• WORK ORDER:
In the trip highlights text, print everything from "3.) Babies!! Deliveries" down to "on Saturday mornings.", word for word.

--- PASSAGE ---

So what are the highlights from my trip? I'll include some photos to go with them, but I want to save most of my pics to show peeps in person, as that is the best way to share what I've done and seen.
1.) Working at a public health clinic in the rural town we were living in, administering Vit. A drops to infants and weighing them.
3.) Babies!! Deliveries and Pediatrics.......comforting and teaching mothers, holding children and giving them fruit snacks and coloring pages and crayons. We also did this at the community centre on Saturday mornings.
4.) The hikes we went on, especially the all-day ones into the remote mountains, accessible only by extreme 4x4ing.
5.) Pony trekking at our hosts' other guesthouse in Ramabanta. I've always loved horseback riding and had a lo of fun experiencing it in another culture, especially with my new adopted 'family' of nurses :) Meeting with the Sangoma, a Basotho traditional healer or 'medicine woman' was also a highlight of this weekend.

--- RECORD EXTRACTS ---

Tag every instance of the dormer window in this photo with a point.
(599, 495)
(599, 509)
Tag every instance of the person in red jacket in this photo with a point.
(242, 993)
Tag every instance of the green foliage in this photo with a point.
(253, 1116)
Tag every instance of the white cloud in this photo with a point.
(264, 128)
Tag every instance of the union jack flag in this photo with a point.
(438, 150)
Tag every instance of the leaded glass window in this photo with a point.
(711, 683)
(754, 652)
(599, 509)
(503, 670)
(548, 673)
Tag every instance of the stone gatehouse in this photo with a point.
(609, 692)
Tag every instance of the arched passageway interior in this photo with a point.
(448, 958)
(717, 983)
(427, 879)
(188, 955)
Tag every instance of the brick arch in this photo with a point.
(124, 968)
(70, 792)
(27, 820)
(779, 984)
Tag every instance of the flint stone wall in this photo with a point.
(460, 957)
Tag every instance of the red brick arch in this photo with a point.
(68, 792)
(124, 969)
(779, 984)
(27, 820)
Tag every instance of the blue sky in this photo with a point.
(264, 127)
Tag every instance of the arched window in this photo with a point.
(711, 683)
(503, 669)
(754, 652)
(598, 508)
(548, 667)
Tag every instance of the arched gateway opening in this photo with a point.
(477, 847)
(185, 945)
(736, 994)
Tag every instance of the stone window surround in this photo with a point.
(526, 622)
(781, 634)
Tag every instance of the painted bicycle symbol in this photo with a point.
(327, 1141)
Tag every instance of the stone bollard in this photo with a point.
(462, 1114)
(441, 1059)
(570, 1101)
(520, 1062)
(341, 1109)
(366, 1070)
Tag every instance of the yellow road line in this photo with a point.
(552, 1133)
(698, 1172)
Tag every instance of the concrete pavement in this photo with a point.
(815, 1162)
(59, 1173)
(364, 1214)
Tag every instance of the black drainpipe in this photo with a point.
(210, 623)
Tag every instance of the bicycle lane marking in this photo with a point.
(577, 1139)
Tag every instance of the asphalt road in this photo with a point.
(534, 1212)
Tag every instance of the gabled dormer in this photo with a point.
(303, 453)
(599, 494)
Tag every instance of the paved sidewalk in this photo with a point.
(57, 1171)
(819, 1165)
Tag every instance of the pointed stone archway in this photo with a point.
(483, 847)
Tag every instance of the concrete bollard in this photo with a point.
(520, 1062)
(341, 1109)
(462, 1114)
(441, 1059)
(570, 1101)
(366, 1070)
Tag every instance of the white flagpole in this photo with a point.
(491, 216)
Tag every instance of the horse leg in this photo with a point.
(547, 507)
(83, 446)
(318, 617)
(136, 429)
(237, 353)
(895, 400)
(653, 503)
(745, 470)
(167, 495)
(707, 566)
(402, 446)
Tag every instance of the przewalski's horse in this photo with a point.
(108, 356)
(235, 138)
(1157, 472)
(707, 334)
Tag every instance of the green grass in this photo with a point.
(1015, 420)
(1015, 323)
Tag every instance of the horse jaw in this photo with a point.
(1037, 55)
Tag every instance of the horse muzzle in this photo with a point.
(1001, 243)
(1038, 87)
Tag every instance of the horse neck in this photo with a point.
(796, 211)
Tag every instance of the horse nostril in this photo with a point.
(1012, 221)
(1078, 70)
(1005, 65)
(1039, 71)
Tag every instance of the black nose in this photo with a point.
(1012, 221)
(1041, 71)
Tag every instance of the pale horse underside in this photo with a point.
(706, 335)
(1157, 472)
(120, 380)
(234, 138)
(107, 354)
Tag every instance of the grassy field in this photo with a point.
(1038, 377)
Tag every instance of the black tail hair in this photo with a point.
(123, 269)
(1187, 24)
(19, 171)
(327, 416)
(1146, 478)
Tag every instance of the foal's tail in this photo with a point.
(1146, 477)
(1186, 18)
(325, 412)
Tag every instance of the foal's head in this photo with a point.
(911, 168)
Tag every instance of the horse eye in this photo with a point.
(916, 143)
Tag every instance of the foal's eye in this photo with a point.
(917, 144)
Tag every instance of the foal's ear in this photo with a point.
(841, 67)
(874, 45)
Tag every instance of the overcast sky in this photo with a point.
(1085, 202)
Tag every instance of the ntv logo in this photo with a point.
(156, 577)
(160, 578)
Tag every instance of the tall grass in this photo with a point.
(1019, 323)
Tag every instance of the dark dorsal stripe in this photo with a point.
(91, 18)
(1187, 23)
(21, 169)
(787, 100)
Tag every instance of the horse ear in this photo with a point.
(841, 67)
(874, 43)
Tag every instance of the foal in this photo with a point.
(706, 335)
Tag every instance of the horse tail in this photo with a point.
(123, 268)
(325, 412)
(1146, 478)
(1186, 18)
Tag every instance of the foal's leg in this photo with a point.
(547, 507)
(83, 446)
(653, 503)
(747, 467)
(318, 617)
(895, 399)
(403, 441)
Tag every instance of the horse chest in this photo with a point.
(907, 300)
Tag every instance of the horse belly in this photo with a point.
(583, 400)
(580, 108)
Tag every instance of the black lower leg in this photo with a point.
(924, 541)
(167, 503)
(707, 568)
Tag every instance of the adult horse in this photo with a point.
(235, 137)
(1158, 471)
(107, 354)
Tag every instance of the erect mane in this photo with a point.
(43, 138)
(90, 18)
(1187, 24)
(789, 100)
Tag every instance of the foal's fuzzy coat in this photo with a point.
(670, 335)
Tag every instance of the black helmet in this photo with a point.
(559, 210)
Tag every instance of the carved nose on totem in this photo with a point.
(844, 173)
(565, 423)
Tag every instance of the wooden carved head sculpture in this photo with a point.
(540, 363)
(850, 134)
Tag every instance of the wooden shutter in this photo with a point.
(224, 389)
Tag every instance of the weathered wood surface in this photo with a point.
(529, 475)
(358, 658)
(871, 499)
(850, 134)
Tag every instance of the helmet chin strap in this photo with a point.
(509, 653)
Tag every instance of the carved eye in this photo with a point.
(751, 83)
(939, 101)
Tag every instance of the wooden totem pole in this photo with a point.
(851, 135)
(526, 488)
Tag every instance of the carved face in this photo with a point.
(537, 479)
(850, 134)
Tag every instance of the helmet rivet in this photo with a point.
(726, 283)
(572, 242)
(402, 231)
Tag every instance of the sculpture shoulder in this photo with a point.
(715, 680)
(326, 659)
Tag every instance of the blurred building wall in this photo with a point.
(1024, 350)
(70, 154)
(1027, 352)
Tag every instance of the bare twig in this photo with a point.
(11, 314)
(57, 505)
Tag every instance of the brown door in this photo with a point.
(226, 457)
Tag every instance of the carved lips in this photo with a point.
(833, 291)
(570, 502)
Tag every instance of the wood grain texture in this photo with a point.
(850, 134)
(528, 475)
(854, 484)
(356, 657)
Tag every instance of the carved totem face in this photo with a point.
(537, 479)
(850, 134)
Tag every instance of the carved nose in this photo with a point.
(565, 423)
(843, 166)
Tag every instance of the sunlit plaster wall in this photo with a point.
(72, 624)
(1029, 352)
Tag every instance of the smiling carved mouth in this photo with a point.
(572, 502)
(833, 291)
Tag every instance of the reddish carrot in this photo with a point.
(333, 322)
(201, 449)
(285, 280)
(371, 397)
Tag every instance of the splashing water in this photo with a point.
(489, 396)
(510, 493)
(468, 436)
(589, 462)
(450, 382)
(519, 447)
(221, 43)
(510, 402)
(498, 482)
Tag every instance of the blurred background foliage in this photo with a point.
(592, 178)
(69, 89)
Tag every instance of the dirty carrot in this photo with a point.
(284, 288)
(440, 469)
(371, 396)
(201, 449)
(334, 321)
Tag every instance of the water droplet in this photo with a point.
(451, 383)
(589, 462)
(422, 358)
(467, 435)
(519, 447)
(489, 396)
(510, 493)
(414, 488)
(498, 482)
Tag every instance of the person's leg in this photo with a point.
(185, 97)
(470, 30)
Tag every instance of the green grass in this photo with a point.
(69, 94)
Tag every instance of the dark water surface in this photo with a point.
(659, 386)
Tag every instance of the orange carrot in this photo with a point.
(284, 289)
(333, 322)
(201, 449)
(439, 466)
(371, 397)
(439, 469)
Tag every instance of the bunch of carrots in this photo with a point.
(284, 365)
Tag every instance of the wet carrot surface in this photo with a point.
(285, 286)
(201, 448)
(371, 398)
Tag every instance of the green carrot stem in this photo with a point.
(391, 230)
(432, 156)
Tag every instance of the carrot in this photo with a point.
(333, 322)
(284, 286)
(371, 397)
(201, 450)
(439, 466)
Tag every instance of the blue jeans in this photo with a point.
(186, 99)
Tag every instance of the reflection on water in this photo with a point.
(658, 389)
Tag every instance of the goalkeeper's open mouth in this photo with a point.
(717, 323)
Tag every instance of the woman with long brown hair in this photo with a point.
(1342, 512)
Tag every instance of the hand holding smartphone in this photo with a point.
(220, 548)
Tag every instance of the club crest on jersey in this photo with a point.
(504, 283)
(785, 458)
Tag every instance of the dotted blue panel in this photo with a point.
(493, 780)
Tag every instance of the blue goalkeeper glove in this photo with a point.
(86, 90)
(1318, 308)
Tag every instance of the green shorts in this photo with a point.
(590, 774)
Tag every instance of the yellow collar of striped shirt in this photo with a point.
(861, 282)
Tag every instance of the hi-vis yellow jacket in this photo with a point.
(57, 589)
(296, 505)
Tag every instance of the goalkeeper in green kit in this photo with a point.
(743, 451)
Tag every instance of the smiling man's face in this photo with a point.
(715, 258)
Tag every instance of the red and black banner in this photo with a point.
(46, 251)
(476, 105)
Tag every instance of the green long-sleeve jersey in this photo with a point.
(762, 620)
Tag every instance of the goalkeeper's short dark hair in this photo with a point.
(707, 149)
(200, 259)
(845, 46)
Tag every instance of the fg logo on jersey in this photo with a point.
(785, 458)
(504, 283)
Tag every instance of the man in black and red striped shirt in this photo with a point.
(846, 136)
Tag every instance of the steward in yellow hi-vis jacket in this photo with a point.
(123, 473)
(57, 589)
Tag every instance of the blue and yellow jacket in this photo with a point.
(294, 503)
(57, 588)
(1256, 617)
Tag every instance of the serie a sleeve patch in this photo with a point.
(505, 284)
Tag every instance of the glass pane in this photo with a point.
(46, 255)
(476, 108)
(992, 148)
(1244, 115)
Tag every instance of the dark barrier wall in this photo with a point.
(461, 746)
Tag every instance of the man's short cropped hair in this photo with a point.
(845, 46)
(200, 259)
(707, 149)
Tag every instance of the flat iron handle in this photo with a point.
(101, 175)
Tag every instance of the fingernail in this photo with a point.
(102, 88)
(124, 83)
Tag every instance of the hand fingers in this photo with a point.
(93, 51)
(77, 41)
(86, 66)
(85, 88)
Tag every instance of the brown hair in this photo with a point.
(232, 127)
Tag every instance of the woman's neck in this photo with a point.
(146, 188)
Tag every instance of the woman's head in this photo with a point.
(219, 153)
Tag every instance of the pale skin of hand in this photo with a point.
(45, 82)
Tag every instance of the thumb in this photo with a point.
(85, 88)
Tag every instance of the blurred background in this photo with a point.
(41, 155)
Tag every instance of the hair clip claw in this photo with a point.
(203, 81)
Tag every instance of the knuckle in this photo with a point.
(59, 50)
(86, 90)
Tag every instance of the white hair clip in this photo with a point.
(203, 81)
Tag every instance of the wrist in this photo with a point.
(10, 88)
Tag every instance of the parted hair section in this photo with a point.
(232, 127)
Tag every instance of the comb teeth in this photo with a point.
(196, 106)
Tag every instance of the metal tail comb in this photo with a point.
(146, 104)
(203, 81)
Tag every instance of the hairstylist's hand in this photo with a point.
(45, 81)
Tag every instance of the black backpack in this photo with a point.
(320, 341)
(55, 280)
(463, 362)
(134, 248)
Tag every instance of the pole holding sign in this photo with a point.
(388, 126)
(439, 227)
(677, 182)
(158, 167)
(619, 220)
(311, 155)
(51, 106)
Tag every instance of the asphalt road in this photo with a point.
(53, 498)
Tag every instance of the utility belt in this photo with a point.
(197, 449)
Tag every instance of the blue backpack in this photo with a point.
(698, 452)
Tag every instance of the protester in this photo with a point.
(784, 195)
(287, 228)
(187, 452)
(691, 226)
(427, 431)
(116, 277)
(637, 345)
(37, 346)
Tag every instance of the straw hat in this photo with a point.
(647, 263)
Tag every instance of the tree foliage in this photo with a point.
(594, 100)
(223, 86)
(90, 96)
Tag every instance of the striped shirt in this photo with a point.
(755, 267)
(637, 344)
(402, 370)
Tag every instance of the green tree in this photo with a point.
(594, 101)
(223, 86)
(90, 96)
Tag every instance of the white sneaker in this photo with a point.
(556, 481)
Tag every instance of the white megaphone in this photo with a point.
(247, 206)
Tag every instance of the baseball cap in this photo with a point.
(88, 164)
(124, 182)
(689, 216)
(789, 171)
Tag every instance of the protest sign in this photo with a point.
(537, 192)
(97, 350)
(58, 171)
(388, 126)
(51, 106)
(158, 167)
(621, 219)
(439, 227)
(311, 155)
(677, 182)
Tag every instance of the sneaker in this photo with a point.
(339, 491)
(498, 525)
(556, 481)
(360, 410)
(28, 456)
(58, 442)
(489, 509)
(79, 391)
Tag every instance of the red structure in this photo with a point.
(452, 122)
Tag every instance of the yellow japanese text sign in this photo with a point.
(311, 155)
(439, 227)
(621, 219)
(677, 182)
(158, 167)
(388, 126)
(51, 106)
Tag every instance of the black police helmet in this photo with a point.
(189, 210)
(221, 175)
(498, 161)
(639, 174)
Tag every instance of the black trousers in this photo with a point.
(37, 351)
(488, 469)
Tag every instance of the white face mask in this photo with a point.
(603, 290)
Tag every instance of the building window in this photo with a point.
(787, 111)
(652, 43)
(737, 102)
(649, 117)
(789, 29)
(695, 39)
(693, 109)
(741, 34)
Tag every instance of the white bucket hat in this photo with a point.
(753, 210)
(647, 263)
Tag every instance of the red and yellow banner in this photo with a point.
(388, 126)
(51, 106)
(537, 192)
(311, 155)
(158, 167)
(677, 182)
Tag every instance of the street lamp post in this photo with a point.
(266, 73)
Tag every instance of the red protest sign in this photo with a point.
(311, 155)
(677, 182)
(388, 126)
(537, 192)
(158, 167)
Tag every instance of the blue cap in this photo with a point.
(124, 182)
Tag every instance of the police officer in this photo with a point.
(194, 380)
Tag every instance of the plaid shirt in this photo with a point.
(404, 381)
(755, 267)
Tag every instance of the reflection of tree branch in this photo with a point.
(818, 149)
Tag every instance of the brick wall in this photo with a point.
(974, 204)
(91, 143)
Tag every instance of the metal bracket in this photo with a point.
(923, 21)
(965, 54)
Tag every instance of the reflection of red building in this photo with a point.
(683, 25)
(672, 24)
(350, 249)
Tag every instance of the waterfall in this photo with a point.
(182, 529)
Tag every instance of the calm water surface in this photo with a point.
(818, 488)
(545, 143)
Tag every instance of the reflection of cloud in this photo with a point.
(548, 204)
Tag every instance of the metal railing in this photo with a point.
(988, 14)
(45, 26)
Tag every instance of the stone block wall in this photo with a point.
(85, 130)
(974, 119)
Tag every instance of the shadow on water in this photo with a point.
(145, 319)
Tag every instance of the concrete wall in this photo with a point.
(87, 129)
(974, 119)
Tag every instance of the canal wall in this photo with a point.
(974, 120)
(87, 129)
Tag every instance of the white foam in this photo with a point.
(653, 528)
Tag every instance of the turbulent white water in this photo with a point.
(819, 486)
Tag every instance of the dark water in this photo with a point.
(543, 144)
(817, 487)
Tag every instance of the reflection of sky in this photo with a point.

---

• EXERCISE OUTPUT:
3.) Babies!! Deliveries and Pediatrics.......comforting and teaching mothers, holding children and giving them fruit snacks and coloring pages and crayons. We also did this at the community centre on Saturday mornings.